Thirteen fully staffed medical teams stand ready round the clock outside a cave in Thailand -- each with its own helicopter and ambulance -- one for each of 12 boys and their coach trapped inside as a daring rescue gathers pace.
With oxygen levels dropping and rainstorms forecast, time is running out on a plan to teach the boys - some as young as 11 and not strong swimmers - to make a dive through narrow, waterlogged passageways that would challenge experienced cavers.
Medical staff involved in the mission told Reuters their first assessments will focus on the boy's breathing, signs of hypothermia and an airborne lung infection known as 'cave disease' which is caused by bat and bird droppings and can be fatal if it is untreated and spreads to other parts of the body.
Authorities have not ruled out laying an oxygen line and leaving the boys inside for months until monsoon rains clear if their efforts over the next few days fail.
"We have set up 13 teams for each of the children," said Major General Pramote Imwattana of the Army Medical Department in charge of the medical operation at the Tham Luang cave complex near Thailand's northern border with Myanmar.
Each boy will have a devoted medical unit consisting of at least one doctor, two nurses, a paramedic and an ambulance, one medic told Reuters, on condition of anonymity because she wasn't allowed to speak to media.
After the initial assessment, the group will be driven by ambulances to makeshift helipads and airlifted to the Chang Rai hospital some 70km away, Pramote said.
"It takes 10 minutes to get from our field medical tent to the helipad and about 15 minute in the air to the hospital."

Preparing

Medics have been conducting regular drills at the camp, ferrying would-be patients in stretchers hundreds of metres through thick mud from the cave's entrance to the road where the ambulances -- assembled from across the country -- wait.
Videos of the boys after their discovery on Monday showed them looking frail, thin and exhausted. But they appear to have remained in good spirits, and the head of the rescue mission, Narongsak Osottanakorn said Saturday that the boys' health was the "best yet" as were the conditions to spring them to safety.
* * * *
PROBLEM 1 – Reproduce the portion of the cave rescue article between "Each boy will" and "speak to media.", inclusive.
PROBLEM 2 – Decide whether each statement agrees with the cave rescue article, answering yes or no and quoting the words that settle it: (a) Each boy's medical unit includes at least one doctor and two nurses. (b) The Chang Rai hospital is roughly 150 km from the cave. (c) The boys were discovered on a Monday.
PROBLEM 3 – Carry the cave rescue article forward from the point where it ends.
The records are not needed for this work.

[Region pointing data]
* * * *
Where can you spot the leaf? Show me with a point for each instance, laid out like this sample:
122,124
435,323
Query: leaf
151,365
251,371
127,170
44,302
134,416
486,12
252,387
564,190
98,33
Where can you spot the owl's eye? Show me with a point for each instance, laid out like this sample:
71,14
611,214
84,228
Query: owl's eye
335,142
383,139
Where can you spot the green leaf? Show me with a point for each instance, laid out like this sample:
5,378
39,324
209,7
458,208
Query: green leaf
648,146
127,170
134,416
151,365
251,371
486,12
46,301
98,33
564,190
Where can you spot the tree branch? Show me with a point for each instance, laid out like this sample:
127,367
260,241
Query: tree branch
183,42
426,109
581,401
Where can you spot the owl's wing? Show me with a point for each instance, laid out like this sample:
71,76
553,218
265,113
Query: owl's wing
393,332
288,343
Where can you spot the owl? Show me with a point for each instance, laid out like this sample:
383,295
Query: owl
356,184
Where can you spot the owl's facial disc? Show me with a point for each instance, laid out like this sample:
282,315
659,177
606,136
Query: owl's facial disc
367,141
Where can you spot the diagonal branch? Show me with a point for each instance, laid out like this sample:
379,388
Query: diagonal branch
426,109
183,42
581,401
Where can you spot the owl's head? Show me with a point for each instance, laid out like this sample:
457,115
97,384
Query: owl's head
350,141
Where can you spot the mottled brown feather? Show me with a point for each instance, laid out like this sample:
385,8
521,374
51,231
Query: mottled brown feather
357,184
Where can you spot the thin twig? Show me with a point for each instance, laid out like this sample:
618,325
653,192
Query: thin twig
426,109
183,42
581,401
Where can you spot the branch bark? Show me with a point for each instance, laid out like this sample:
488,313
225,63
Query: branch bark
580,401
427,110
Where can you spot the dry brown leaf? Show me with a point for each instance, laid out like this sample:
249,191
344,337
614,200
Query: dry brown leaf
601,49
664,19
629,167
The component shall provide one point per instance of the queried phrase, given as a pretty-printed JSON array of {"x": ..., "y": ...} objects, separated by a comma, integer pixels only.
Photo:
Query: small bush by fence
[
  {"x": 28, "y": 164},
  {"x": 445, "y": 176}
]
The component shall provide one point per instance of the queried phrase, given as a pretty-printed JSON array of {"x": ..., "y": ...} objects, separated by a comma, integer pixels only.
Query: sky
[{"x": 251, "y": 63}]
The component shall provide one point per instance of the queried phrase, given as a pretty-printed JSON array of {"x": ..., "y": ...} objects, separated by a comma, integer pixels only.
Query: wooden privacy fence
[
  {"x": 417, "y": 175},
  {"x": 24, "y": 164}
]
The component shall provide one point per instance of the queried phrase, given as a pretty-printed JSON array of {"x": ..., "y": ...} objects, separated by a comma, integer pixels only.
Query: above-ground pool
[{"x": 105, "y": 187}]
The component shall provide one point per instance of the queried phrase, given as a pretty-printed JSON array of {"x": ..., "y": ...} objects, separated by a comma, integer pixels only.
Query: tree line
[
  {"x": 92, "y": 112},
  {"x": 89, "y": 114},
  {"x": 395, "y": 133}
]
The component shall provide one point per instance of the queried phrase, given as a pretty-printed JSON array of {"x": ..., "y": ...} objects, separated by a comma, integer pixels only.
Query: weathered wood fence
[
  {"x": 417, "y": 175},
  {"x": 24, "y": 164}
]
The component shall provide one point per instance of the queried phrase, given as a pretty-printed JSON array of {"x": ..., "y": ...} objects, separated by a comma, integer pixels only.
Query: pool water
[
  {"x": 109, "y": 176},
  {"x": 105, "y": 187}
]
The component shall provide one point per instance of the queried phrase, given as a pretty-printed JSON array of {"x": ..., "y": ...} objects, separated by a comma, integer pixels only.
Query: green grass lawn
* * * *
REPLY 1 –
Each boy will have a devoted medical unit consisting of at least one doctor, two nurses, a paramedic and an ambulance, one medic told Reuters, on condition of anonymity because she wasn't allowed to speak to media.

REPLY 2 –
(a) Yes: "at least one doctor, two nurses, a paramedic and an ambulance"
(b) No: "airlifted to the Chang Rai hospital some 70km away"
(c) Yes: "Videos of the boys after their discovery on Monday"

REPLY 3 –
Heartfelt letters delivered by divers from the boys to their family waiting outside the cave on Saturday spoke of them feeling healthy and strong and wanting to go home.
Getting to the muddy bank where the boys sought refuge takes a nearly 11-hour round trip through 4 km of winding submerged pathways and fast-flowing freezing water.
The death of a former Thai Navy seal who fell unconscious during a dive in the cave on Friday, underscores the challenge that awaits the boys.
"Hypothermia is the scariest condition. The body temperature drops as the water is very cold," said the medic, adding that a whole section of the hospital had been set aside for the boy's treatment.
"But what we're most concerned with is infections. There are all kinds of diseases in the cave, from bats, from dirty water. Everything in there is very dirty."
She said histoplasmosis, also known as "cave disease" was one concern as was leptospirosis, an infection caused by bacteria which can lead to severe bleeding from the lungs or even meningitis.
When Chilean miners were rescued after more than two months trapped underground in 2010, some were suffering from pneumonia, lung conditions from inhaling dust and dental and eye problems.
Aside from the physical illness, there is also the psychological strain of living in the dark hundreds of metres underground. Insomnia, depression and post-traumatic stress will all have to be monitored in the weeks after.